**STATED PROBLEM 1**
Identify every line in the rows below that contains the string "dress", and copy each of those lines. Case counts.

**TEXT**

☆ ☆ ☆ ☆ ☆

My answer is based on @Joel's answer which was in turn based on @Timwi's answer. I present it as the most beautiful and simple correct answer, though certainly not the best performing (the fold using + kills that; but the main beautifying improvement is using ParseCombiningCharacters and GetNextTextElement instead of that sanity testing TextElementEnumerator. And adding Reverse as an extension of String is nice too):

open System
open System.Globalization

type String with
    member self.Reverse() = 
        StringInfo.ParseCombiningCharacters(self)
        |> Seq.map (fun i -> StringInfo.GetNextTextElement(self, i))
        |> Seq.fold (fun acc s -> s + acc ) ""

Usage:

> "\uD800\uDC00\u0061\u0300\u00C6".Reverse();;
val it : string = "Æà"

Edit:

I dreamed up this novel variation as well on the car-ride home, which likely performs better since we use String.concat. The type extension is omitted:

let rev str =
    StringInfo.ParseCombiningCharacters(str) 
    |> Array.rev
    |> Seq.map (fun i -> StringInfo.GetNextTextElement(str, i))
    |> String.concat ""

☆ ☆ ☆ ☆ ☆

**RECORD LIST**
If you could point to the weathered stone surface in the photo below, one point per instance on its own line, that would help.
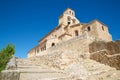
(12, 64)
(10, 75)
(106, 52)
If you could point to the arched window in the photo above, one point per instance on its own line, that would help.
(69, 20)
(88, 28)
(53, 44)
(76, 33)
(102, 28)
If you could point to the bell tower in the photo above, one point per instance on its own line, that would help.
(68, 17)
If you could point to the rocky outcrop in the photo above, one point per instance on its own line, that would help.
(10, 75)
(106, 52)
(70, 60)
(12, 64)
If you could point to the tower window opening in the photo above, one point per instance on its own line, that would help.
(76, 33)
(53, 44)
(89, 29)
(102, 28)
(69, 20)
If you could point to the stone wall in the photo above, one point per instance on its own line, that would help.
(9, 75)
(107, 53)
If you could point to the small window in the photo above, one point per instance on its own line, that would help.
(89, 28)
(68, 22)
(102, 28)
(76, 33)
(72, 13)
(53, 44)
(74, 21)
(37, 50)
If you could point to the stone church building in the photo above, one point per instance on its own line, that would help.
(69, 27)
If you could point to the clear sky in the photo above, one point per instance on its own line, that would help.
(24, 22)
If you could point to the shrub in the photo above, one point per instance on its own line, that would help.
(5, 55)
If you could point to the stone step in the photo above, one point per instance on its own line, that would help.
(41, 75)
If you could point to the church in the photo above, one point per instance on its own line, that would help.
(69, 27)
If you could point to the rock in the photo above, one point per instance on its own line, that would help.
(11, 64)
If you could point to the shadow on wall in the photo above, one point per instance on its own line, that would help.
(106, 53)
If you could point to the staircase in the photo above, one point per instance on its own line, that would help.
(101, 71)
(31, 71)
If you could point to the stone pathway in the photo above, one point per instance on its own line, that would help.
(97, 71)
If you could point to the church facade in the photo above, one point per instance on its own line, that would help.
(70, 27)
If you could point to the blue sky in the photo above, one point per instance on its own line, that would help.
(24, 22)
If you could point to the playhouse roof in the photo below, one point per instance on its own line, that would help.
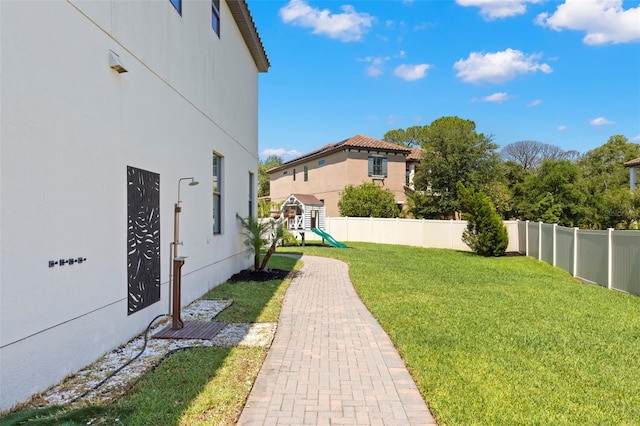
(307, 200)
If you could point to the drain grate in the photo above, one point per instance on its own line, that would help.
(192, 330)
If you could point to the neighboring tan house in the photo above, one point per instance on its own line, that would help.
(633, 166)
(326, 171)
(105, 107)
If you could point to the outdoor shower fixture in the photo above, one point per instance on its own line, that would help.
(177, 261)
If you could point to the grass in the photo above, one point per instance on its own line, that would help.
(199, 386)
(502, 341)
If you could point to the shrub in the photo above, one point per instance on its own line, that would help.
(485, 234)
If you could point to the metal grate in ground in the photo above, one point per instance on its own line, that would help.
(192, 330)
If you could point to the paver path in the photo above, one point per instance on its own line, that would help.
(330, 362)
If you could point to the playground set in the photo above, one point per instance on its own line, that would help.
(305, 213)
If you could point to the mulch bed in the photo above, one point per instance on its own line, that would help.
(259, 276)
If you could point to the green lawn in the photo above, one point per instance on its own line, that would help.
(502, 341)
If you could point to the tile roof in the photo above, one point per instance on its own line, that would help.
(356, 142)
(632, 163)
(246, 25)
(307, 200)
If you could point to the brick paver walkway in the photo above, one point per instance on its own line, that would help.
(330, 362)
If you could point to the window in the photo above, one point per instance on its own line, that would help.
(250, 194)
(215, 16)
(178, 5)
(377, 166)
(217, 193)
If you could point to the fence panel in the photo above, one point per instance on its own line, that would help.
(534, 238)
(522, 236)
(626, 261)
(546, 254)
(593, 256)
(565, 244)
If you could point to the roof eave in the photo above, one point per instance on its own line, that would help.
(242, 16)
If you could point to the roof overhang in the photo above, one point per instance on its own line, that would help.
(242, 16)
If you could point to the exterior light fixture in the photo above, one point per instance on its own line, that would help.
(116, 63)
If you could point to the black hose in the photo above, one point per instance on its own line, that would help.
(103, 381)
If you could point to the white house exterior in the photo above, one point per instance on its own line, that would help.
(79, 140)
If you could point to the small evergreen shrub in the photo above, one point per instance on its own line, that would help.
(485, 234)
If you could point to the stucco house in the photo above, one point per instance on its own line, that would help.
(108, 109)
(325, 172)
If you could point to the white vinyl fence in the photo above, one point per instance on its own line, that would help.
(410, 232)
(607, 258)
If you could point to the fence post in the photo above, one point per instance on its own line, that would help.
(555, 228)
(575, 252)
(610, 258)
(526, 238)
(539, 240)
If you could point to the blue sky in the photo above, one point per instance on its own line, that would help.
(565, 73)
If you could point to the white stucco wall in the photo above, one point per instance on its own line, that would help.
(70, 126)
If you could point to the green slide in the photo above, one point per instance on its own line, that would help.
(329, 238)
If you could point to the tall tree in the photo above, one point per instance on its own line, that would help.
(531, 154)
(607, 182)
(263, 178)
(454, 152)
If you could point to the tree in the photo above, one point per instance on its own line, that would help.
(485, 234)
(607, 182)
(367, 200)
(454, 152)
(263, 178)
(531, 154)
(411, 137)
(555, 191)
(258, 234)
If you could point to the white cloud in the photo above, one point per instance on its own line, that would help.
(497, 9)
(498, 67)
(281, 152)
(604, 21)
(496, 97)
(411, 72)
(377, 65)
(600, 121)
(346, 26)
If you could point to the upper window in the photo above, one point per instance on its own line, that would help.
(217, 193)
(215, 16)
(178, 5)
(377, 166)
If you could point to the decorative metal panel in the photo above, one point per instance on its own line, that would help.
(143, 238)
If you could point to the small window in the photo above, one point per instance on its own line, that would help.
(377, 166)
(178, 5)
(250, 194)
(215, 16)
(217, 193)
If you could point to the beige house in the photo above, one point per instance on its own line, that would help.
(326, 171)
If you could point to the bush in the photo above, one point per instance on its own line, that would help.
(485, 234)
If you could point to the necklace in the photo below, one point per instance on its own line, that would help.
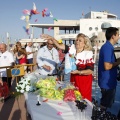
(51, 53)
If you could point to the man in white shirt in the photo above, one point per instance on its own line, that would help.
(6, 59)
(30, 55)
(47, 59)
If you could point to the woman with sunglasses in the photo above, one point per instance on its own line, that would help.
(82, 52)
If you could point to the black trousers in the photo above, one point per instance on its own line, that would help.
(4, 79)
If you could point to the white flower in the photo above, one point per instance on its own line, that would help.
(17, 90)
(22, 91)
(27, 88)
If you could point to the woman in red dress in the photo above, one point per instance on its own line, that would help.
(82, 52)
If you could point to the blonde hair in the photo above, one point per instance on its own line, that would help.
(23, 51)
(87, 42)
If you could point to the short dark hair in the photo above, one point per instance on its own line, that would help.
(110, 32)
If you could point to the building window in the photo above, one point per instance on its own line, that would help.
(96, 28)
(90, 28)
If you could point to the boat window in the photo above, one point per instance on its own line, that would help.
(90, 28)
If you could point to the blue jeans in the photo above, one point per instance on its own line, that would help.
(108, 96)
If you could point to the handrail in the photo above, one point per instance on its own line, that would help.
(16, 66)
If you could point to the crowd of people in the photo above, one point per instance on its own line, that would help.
(52, 55)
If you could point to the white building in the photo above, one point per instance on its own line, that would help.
(93, 25)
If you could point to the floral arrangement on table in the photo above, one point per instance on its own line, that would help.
(49, 88)
(23, 86)
(55, 90)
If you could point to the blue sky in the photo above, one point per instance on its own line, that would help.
(11, 11)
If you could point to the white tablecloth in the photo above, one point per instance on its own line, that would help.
(49, 110)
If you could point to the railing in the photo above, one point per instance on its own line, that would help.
(16, 67)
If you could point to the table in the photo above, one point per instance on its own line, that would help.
(49, 110)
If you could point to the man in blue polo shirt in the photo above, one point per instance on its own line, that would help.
(107, 68)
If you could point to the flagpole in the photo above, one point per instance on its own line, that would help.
(7, 41)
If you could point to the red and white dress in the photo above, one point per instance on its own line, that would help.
(84, 61)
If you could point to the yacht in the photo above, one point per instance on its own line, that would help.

☆ ☆ ☆ ☆ ☆

**STATED PROBLEM 2**
Pick up the F# string-reversal post above and continue it after its last line.

**REPLY 1**
If you could point to the woman in red dress in the photo above, one point per instance on its own line, that would help.
If you could point to the red and white dress in the photo above, one point per instance on its own line, that would help.

**REPLY 2**
Edit (best solution so far):

This solution uses yet another StringInfo method for enumerating text elements which again avoids using the unpleasant to work with TextElementEnumerator but doesn't result in twice as many calls to the internal StringInfo.GetCurrentTextElementLen like the previous solution. I also use in-place array reversal this time which results in a notable performance improvement.

let rev str =
    let si = StringInfo(str)
    let teArr = Array.init si.LengthInTextElements (fun i -> si.SubstringByTextElements(i,1))
    Array.Reverse(teArr) //in-place reversal better performance than Array.rev
    String.Join("", teArr)

The above solution is basically equivalent to the following (which I worked up in hopes that we could squeak out a bit more performance, but I can measure no significant difference):

let rev str =
    let ccIndices = StringInfo.ParseCombiningCharacters(str)
    let teArr = 
        Array.init 
            ccIndices.Length 
            (fun i -> 
                if i = ccIndices.Length-1 then
                    str.Substring(i)
                else
                    let startIndex = ccIndices.[i]
                    str.Substring(startIndex, ccIndices.[i+1] - startIndex))
    Array.Reverse(teArr) //in-place reversal better performance than Array.rev
    String.Join("", teArr)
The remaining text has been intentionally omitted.